**Problem description**
Reproduce every line of the items below in full, adding 54 to each x and y coordinate in the answers.
## BEGIN Provided material
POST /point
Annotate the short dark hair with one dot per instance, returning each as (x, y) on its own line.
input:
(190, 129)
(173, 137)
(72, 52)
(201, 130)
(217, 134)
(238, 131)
## END Provided material
**Task answer**
POST /point
Annotate the short dark hair with one dot per instance, returning each as (x, y) on its own line.
input:
(244, 183)
(227, 191)
(126, 106)
(255, 184)
(271, 188)
(292, 185)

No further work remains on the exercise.